§ **WHAT YOU ARE ASKED TO DO**:
Which lines of the records below contain the string "roadside"? Find each one, with uppercase and lowercase treated as different, and copy it out in full.

§ **DATA ROWS**:

__________________________________________________

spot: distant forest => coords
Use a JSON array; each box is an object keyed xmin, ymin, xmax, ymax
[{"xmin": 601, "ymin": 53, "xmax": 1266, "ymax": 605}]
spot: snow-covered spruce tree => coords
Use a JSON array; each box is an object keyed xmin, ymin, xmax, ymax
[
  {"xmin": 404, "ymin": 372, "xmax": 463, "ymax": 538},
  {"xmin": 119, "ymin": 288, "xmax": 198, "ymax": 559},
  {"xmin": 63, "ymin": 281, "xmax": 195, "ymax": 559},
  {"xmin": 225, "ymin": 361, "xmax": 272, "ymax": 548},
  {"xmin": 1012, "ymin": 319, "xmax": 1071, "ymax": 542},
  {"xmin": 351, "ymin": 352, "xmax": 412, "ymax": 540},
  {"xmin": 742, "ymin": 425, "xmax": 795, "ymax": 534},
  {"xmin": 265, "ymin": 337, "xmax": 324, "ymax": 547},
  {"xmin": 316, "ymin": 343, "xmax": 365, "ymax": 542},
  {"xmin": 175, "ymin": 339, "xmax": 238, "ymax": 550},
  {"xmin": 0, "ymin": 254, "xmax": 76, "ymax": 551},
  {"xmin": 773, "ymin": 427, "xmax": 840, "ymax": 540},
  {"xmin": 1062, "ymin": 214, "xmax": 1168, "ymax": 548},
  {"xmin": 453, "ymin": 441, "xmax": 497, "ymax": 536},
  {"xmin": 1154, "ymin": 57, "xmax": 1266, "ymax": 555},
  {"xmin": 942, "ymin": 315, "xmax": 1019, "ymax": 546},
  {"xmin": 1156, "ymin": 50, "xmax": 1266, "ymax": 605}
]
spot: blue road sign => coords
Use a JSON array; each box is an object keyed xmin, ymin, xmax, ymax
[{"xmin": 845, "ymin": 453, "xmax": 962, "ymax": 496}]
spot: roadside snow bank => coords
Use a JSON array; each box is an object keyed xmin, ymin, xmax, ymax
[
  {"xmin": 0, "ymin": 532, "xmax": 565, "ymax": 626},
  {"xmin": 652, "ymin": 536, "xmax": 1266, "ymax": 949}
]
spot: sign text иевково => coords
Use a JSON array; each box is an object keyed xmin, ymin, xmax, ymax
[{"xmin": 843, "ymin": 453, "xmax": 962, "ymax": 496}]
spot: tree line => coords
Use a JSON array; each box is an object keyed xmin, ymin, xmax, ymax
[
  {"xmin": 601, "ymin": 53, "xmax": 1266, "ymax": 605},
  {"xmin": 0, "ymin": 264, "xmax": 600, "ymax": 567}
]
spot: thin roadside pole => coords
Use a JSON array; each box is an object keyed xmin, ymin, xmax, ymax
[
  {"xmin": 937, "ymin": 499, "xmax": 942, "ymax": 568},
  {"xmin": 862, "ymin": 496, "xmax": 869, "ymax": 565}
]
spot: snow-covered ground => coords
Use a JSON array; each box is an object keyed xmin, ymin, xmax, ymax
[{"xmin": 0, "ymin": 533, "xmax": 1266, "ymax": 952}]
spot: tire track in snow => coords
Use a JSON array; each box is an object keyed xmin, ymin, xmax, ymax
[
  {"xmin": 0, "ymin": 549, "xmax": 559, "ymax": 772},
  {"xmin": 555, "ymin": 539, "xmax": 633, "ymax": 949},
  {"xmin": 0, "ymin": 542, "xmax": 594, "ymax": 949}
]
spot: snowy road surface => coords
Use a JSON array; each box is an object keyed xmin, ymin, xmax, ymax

__________________________________________________

§ **WRITTEN SOLUTION**:
spot: roadside snow bank => coords
spot: thin roadside pole => coords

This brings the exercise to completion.